● **ASSIGNED TASK**
Take the line that has "Text: wooden structure" and all the lines that come after it in the records, and write them out again exactly. Add no other line.

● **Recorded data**
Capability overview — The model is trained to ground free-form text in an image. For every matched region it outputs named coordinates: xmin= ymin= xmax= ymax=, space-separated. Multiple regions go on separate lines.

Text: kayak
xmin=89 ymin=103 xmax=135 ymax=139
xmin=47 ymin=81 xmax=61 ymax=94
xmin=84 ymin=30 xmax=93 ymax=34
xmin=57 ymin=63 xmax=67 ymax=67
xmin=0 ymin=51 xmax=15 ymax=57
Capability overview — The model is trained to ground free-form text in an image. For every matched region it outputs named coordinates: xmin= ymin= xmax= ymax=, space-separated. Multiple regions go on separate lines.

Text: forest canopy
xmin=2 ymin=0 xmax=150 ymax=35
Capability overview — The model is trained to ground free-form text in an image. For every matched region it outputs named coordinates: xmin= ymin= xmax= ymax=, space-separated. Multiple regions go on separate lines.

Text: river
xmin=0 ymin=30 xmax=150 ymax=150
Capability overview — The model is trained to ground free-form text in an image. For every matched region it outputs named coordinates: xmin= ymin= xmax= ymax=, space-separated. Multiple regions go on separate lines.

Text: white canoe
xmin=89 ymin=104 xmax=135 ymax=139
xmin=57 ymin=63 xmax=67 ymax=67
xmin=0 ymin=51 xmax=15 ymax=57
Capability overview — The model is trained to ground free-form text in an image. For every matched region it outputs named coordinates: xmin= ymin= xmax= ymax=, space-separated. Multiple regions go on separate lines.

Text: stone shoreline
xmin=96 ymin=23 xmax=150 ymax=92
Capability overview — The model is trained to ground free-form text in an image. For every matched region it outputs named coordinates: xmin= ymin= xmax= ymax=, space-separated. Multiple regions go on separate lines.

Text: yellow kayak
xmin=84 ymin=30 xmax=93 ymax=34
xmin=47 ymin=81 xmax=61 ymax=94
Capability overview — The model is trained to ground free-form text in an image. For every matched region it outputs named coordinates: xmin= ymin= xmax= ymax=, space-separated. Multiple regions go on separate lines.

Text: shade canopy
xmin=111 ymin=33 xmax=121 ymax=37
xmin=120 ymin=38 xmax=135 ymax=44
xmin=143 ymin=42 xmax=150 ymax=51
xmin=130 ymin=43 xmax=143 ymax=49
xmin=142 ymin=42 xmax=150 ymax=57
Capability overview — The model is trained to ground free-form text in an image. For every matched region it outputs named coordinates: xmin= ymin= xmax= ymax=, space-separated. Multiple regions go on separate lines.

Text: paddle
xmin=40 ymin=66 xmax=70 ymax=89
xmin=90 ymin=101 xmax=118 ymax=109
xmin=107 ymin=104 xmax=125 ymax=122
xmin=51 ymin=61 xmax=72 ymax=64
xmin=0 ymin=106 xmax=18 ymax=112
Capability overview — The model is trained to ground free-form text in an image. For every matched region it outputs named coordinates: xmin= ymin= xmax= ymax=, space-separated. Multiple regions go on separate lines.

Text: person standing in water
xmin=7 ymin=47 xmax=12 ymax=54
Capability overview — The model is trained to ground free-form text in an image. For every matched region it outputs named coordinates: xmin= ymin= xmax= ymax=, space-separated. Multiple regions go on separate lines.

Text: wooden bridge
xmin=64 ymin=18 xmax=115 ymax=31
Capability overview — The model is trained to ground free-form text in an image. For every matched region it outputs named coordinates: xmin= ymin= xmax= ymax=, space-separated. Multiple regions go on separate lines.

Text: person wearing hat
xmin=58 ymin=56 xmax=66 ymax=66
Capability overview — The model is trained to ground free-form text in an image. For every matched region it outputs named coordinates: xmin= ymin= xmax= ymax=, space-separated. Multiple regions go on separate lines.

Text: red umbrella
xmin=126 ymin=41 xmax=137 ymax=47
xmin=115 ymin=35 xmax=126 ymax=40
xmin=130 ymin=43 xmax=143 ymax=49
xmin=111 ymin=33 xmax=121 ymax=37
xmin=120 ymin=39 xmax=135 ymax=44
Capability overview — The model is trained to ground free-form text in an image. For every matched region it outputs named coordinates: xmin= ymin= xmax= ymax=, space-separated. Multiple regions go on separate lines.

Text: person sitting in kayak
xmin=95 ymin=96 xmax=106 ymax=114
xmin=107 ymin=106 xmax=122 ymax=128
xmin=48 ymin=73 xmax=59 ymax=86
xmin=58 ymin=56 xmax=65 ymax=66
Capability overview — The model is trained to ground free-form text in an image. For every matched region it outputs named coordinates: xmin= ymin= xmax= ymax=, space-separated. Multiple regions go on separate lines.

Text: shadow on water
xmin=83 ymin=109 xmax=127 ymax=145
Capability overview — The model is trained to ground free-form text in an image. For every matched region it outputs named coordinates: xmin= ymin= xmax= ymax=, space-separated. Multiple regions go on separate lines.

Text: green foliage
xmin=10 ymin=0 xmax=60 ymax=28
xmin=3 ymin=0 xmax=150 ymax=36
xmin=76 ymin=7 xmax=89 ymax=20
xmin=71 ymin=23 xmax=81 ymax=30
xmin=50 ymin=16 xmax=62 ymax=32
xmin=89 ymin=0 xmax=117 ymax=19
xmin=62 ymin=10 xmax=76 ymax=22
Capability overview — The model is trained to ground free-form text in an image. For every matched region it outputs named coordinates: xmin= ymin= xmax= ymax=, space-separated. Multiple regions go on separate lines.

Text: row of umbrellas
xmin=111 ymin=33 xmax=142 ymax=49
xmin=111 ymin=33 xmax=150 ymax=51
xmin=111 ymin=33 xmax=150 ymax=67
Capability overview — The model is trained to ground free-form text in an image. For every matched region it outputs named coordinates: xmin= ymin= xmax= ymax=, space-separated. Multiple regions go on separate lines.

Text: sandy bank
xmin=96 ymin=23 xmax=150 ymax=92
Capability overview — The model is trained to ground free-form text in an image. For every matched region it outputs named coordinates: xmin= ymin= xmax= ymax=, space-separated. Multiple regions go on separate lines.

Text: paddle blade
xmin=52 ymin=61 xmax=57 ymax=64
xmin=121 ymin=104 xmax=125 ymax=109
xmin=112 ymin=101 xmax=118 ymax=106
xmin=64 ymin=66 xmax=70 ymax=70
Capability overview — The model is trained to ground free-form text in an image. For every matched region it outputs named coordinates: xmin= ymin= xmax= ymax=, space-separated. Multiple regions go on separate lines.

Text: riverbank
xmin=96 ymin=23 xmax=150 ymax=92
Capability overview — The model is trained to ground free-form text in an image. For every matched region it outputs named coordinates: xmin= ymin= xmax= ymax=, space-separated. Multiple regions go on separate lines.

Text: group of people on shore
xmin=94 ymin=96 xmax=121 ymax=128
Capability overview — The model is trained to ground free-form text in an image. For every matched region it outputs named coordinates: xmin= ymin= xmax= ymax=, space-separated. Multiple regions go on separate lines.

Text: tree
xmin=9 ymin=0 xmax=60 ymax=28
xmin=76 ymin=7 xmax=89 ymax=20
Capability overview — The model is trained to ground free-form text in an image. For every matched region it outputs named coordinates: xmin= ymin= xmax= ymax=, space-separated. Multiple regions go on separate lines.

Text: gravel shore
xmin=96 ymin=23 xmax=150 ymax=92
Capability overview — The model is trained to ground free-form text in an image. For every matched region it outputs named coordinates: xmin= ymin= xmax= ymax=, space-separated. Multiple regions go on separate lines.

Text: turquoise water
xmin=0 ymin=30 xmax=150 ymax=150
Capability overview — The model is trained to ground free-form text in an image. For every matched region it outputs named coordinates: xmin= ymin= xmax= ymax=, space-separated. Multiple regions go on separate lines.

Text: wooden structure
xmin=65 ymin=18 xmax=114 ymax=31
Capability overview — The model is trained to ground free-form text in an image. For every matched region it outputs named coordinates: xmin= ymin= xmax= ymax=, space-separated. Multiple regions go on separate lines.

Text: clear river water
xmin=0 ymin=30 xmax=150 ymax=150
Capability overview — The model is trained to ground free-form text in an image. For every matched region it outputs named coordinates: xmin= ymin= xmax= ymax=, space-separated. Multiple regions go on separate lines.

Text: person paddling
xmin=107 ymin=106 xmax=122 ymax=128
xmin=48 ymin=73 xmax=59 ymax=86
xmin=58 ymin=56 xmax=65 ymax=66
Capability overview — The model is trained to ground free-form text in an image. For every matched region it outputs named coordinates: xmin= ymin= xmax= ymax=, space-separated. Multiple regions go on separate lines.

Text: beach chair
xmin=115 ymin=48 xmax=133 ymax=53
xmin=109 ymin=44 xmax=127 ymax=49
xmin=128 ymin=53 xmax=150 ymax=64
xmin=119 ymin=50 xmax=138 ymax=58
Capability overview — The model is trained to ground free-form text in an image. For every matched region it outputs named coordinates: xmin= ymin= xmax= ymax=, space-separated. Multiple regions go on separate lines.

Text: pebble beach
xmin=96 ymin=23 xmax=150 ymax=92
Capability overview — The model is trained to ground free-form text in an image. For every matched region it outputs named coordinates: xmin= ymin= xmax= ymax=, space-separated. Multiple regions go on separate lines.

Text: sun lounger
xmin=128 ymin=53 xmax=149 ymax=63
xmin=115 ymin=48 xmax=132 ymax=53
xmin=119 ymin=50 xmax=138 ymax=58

● **RESPONSE TO THE EXERCISE**
Text: wooden structure
xmin=65 ymin=18 xmax=114 ymax=31
Capability overview — The model is trained to ground free-form text in an image. For every matched region it outputs named coordinates: xmin= ymin= xmax= ymax=, space-separated. Multiple regions go on separate lines.

Text: clear river water
xmin=0 ymin=30 xmax=150 ymax=150
Capability overview — The model is trained to ground free-form text in an image. For every matched region it outputs named coordinates: xmin= ymin= xmax= ymax=, space-separated. Multiple regions go on separate lines.

Text: person paddling
xmin=107 ymin=106 xmax=122 ymax=128
xmin=48 ymin=73 xmax=59 ymax=86
xmin=58 ymin=56 xmax=65 ymax=66
Capability overview — The model is trained to ground free-form text in an image. For every matched region it outputs named coordinates: xmin= ymin= xmax= ymax=, space-separated. Multiple regions go on separate lines.

Text: beach chair
xmin=115 ymin=48 xmax=133 ymax=53
xmin=109 ymin=44 xmax=127 ymax=49
xmin=128 ymin=53 xmax=150 ymax=64
xmin=119 ymin=50 xmax=138 ymax=58
Capability overview — The model is trained to ground free-form text in an image. For every matched region it outputs named coordinates: xmin= ymin= xmax= ymax=, space-separated. Multiple regions go on separate lines.

Text: pebble beach
xmin=96 ymin=23 xmax=150 ymax=92
Capability overview — The model is trained to ground free-form text in an image. For every matched region it outputs named coordinates: xmin= ymin= xmax= ymax=, space-separated. Multiple regions go on separate lines.

Text: sun lounger
xmin=128 ymin=53 xmax=149 ymax=63
xmin=115 ymin=48 xmax=132 ymax=53
xmin=119 ymin=50 xmax=138 ymax=58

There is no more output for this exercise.